TAREA BREVE:
Pon en formato de lista JSON de cadenas, una por cada línea, la parte de los registros que empieza en la línea que contiene "Provide the mask of every instance of the **man's" y sigue hasta la línea que contiene "M 171 43 L 171", las dos incluidas. Deja fuera las líneas en blanco.

REGISTROS:
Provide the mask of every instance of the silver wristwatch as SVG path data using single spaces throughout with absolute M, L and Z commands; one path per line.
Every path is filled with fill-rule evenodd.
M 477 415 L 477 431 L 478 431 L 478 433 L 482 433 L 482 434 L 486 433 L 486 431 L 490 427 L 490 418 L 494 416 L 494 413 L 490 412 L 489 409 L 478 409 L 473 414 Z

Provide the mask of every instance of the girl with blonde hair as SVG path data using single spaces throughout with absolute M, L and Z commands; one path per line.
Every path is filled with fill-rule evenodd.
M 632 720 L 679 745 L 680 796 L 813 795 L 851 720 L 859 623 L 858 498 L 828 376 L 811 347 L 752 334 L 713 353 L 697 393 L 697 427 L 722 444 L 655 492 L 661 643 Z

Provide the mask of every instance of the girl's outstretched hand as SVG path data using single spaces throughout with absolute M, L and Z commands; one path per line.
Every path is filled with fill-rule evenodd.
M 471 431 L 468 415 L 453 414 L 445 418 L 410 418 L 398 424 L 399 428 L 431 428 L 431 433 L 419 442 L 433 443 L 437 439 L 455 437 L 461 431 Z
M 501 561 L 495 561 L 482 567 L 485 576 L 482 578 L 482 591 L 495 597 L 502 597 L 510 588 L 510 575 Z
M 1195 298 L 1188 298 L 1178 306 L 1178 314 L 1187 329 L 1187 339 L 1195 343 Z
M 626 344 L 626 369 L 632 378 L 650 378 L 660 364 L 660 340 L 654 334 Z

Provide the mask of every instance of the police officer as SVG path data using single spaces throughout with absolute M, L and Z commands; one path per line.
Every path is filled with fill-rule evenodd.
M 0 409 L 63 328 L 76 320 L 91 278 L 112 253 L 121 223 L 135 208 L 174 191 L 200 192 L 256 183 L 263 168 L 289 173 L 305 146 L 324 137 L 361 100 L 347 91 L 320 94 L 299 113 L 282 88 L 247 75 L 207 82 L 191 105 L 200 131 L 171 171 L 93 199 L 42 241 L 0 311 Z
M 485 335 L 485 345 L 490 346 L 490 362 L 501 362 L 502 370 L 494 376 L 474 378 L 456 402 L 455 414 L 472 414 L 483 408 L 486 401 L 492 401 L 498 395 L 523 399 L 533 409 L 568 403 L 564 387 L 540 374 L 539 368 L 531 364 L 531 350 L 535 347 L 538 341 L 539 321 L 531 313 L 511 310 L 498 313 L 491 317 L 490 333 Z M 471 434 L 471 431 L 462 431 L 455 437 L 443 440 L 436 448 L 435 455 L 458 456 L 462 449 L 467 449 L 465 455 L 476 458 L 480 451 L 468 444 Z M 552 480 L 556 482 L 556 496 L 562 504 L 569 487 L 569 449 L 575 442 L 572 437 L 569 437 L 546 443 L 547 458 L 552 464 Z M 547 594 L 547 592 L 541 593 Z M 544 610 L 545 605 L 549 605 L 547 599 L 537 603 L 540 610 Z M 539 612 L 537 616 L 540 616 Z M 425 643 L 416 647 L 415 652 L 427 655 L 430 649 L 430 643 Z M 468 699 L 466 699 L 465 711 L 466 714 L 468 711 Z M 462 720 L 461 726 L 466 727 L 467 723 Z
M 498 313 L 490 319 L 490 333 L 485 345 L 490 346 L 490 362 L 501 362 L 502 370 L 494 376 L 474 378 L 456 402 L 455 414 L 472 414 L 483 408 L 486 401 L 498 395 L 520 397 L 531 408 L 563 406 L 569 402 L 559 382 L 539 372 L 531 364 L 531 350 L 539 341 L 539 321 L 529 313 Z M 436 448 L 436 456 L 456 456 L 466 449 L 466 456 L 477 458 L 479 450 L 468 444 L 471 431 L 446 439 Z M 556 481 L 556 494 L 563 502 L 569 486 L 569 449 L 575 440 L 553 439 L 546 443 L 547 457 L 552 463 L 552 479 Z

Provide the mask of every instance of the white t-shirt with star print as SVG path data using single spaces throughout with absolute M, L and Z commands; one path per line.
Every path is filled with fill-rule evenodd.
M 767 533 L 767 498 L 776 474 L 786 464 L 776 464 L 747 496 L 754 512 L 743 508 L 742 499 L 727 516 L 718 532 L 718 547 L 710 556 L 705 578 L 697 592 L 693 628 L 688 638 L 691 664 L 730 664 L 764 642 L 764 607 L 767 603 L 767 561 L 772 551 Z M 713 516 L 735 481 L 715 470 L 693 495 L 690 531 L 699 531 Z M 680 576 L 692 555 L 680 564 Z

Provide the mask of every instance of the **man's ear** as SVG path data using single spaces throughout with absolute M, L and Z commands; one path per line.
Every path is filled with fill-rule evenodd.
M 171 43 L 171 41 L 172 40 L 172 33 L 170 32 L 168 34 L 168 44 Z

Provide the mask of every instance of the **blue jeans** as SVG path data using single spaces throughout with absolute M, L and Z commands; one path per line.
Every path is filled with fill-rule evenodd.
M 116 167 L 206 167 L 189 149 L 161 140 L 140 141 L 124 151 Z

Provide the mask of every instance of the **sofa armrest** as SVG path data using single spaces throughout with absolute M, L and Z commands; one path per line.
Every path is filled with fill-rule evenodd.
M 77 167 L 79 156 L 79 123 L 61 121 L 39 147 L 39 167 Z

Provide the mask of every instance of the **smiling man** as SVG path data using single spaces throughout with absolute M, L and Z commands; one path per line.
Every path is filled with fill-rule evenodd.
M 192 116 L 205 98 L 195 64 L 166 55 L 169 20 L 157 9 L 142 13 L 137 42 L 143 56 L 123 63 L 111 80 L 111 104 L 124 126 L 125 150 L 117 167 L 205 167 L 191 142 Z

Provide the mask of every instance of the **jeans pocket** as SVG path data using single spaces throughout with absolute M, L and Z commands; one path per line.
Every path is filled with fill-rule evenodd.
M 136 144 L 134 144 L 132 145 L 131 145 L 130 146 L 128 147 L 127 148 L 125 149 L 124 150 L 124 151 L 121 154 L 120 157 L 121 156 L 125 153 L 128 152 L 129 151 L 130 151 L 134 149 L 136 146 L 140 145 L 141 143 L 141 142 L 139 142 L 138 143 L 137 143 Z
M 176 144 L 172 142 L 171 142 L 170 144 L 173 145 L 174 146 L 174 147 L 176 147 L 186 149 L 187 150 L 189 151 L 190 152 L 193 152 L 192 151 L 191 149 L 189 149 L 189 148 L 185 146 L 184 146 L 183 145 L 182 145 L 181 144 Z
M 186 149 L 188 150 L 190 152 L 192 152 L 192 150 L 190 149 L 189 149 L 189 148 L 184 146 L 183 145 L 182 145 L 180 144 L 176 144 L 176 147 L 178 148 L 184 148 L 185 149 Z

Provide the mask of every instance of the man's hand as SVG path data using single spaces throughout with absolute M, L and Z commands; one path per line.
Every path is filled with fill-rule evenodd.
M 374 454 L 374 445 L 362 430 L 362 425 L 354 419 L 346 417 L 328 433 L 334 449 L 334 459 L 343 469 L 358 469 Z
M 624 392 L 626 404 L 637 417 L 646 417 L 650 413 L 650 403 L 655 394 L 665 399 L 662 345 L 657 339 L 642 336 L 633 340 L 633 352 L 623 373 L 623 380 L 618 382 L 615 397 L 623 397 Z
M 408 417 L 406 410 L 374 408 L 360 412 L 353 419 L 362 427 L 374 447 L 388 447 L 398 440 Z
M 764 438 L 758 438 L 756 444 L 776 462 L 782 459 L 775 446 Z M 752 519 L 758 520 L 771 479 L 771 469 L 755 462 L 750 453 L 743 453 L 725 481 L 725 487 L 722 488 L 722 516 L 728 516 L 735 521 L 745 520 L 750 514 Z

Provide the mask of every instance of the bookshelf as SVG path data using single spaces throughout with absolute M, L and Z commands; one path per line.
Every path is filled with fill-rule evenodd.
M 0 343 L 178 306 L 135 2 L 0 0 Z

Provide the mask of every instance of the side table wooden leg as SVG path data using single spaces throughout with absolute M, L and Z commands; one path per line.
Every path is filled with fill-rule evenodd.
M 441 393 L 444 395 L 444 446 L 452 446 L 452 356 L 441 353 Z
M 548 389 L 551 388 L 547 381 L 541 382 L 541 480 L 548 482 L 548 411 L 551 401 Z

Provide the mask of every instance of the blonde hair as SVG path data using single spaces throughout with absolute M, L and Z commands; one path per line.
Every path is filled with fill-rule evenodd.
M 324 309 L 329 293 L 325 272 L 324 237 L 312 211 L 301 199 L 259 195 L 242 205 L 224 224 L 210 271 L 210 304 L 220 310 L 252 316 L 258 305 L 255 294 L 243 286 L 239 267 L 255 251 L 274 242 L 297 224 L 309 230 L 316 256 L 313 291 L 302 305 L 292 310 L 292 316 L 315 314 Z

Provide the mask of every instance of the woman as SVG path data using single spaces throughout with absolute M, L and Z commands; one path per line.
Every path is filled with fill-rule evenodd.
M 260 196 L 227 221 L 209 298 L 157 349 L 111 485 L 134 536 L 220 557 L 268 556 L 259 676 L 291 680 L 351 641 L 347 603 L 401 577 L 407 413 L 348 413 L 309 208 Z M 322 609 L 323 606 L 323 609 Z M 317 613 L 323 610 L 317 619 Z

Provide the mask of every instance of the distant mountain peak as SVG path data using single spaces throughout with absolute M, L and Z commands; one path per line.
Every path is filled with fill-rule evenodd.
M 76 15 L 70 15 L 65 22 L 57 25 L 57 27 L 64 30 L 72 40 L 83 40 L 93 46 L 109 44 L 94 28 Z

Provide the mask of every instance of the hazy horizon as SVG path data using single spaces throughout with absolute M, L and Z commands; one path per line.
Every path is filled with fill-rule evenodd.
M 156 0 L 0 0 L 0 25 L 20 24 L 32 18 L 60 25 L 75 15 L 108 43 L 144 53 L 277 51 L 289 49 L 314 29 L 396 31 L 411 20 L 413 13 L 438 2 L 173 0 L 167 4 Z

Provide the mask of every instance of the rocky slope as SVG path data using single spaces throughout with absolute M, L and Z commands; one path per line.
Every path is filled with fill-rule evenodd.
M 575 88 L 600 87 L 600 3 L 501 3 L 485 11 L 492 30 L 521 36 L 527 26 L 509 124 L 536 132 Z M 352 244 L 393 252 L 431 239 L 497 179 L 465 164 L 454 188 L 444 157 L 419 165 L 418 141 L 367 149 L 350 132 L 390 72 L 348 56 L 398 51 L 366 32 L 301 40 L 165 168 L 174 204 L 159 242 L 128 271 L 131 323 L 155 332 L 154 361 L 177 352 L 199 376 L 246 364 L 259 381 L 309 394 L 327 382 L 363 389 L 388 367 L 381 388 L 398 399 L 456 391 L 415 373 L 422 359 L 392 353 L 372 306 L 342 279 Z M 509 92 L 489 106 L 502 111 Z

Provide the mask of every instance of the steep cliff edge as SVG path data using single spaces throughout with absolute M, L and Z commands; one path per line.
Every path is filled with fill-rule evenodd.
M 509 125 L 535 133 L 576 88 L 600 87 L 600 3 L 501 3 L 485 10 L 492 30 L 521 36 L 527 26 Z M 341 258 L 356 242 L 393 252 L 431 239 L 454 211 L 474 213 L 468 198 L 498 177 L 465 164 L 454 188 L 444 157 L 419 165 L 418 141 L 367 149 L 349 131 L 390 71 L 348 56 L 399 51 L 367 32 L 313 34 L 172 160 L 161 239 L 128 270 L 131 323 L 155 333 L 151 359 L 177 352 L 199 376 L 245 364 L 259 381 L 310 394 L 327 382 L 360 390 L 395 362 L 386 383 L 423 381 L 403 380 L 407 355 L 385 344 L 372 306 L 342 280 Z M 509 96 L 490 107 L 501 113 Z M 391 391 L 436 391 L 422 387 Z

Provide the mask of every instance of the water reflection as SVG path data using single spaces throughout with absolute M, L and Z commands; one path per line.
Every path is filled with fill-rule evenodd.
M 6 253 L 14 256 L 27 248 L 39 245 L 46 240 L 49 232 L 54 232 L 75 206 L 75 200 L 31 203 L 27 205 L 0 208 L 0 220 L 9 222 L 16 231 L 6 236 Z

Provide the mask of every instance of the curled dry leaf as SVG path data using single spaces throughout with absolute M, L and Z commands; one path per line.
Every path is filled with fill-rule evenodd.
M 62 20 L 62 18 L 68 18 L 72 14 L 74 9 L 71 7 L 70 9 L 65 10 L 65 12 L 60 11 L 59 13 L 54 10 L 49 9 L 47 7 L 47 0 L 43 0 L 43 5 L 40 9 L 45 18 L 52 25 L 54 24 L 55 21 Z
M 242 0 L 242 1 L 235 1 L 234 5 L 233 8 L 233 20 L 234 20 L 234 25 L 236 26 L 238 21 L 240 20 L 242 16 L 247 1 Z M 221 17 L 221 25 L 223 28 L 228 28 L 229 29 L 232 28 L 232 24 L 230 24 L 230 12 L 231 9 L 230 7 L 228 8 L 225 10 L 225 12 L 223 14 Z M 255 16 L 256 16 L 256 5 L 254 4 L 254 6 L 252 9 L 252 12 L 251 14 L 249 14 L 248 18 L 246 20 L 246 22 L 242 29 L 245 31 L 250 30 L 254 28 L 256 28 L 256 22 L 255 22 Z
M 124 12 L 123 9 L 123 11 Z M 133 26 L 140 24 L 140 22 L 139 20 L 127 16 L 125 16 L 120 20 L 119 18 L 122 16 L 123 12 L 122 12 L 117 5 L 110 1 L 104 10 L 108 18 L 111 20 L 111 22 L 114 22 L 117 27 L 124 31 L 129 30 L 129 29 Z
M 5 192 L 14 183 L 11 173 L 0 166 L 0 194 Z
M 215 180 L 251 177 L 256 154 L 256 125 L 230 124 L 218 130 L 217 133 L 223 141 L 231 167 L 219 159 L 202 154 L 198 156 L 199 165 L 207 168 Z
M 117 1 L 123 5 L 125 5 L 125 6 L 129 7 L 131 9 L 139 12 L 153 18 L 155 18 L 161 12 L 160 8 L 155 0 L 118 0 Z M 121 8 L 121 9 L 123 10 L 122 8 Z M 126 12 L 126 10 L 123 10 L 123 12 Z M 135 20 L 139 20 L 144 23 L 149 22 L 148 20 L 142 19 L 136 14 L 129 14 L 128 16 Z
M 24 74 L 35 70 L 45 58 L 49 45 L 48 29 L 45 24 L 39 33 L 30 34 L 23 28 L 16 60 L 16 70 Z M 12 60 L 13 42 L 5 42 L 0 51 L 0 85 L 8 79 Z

RESULTADO ESPERADO:
[
  "Provide the mask of every instance of the **man's ear** as SVG path data using single spaces throughout with absolute M, L and Z commands; one path per line.",
  "Every path is filled with fill-rule evenodd.",
  "M 171 43 L 171 41 L 172 40 L 172 33 L 170 32 L 168 34 L 168 44 Z"
]